begin

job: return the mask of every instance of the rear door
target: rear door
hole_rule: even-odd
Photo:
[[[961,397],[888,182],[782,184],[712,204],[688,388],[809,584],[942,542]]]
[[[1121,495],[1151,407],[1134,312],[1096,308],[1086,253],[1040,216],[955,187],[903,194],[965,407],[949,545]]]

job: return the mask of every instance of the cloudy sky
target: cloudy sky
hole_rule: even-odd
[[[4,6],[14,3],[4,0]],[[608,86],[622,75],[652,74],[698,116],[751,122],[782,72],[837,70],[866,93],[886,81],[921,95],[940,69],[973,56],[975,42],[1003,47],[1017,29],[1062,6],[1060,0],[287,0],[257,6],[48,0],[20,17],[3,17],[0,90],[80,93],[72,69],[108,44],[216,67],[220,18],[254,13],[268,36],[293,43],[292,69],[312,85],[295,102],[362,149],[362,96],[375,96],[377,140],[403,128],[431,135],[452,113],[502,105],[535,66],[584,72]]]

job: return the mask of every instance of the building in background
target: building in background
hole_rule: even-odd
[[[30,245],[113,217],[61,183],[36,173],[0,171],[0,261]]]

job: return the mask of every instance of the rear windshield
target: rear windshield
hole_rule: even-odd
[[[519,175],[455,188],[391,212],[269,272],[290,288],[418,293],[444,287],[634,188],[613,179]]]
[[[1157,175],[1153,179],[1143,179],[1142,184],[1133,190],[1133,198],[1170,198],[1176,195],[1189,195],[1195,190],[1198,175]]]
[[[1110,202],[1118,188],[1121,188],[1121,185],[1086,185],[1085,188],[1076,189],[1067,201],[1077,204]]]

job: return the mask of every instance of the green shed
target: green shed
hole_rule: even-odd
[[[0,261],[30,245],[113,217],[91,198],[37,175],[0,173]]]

end

* Given request
Return every one of the lines above word for word, changing and leaving out nothing.

* Final answer
job: return the mask of every instance of the rear door
target: rear door
hole_rule: even-odd
Photo:
[[[961,397],[888,182],[782,184],[712,204],[688,388],[809,584],[942,542]]]
[[[1121,495],[1151,407],[1134,312],[1096,308],[1086,253],[1040,216],[955,187],[903,194],[965,407],[949,545]]]

job: return the mask of every instance of the cloudy sky
target: cloudy sky
hole_rule: even-odd
[[[4,6],[14,3],[4,0]],[[608,86],[622,75],[652,74],[698,116],[751,122],[782,72],[837,70],[866,93],[886,81],[921,95],[940,69],[973,56],[975,42],[1003,47],[1017,29],[1062,6],[1060,0],[287,0],[257,6],[48,0],[20,17],[3,17],[0,90],[80,93],[72,69],[108,44],[216,67],[220,18],[254,13],[268,36],[293,43],[292,69],[312,85],[295,102],[362,149],[362,96],[375,96],[377,140],[403,128],[431,135],[452,113],[502,105],[535,66],[584,72]]]

job: return the mask of every instance of the building in background
target: building in background
hole_rule: even-odd
[[[30,245],[113,217],[61,183],[36,173],[0,171],[0,261]]]

job: return the mask of every instance of the rear windshield
target: rear windshield
hole_rule: even-odd
[[[519,175],[455,188],[391,212],[269,272],[290,288],[418,293],[444,287],[634,188],[613,179]]]
[[[1157,175],[1153,179],[1143,179],[1142,184],[1133,190],[1133,198],[1170,198],[1176,195],[1189,195],[1195,190],[1198,175]]]
[[[1110,202],[1118,188],[1121,188],[1121,185],[1086,185],[1085,188],[1076,189],[1067,201],[1077,204]]]

job: return the mask of every instance of the green shed
target: green shed
hole_rule: even-odd
[[[0,261],[30,245],[113,217],[91,198],[37,175],[0,173]]]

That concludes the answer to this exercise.